Your instructions: Transcribe each of the records below verbatim, line by line, omitting the pictures.

Supplied records:
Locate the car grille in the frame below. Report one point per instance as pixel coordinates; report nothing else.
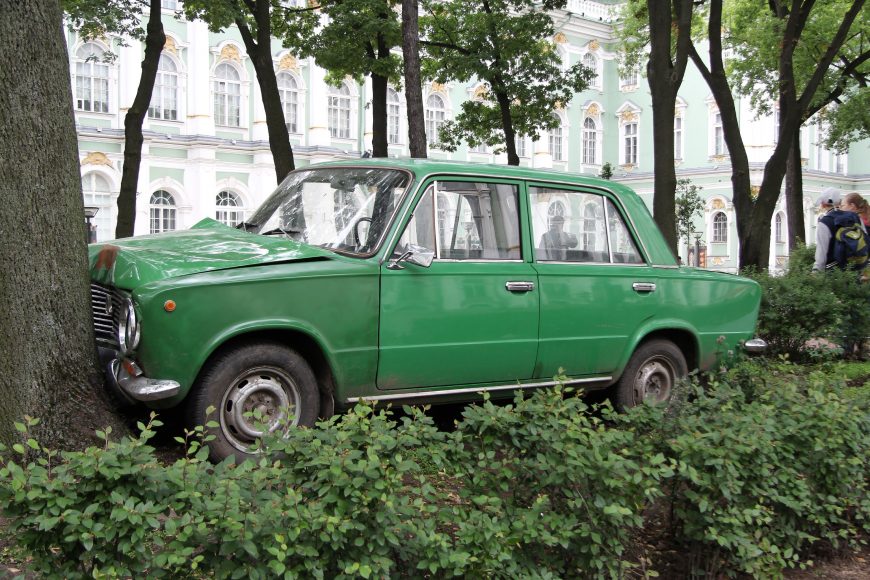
(106, 305)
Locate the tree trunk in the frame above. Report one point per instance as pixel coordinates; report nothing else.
(665, 77)
(413, 84)
(154, 41)
(260, 51)
(48, 360)
(794, 196)
(379, 105)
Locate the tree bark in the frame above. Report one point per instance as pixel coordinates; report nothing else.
(665, 77)
(794, 196)
(413, 84)
(154, 41)
(48, 360)
(260, 51)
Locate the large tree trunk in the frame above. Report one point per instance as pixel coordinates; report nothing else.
(794, 196)
(665, 77)
(413, 84)
(260, 51)
(154, 41)
(48, 360)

Completed exercise:
Locate the car grille in the frame below. Report one point per instance as pixel coordinates; report nothing else.
(106, 305)
Locate the tree trunk in the frame above. Report one point per instance as pixel coordinates; report nothing else.
(665, 77)
(413, 84)
(154, 41)
(260, 51)
(48, 360)
(794, 196)
(379, 105)
Locate the tree bark in the frame above. Report one point per instance as pixel coordinates; report nothing else.
(665, 77)
(794, 196)
(413, 84)
(154, 41)
(48, 360)
(260, 51)
Locate the large tree trunk in the frame above. Report one point per instance as pixel coordinates; report nothing else.
(794, 196)
(665, 77)
(413, 84)
(260, 51)
(154, 41)
(48, 360)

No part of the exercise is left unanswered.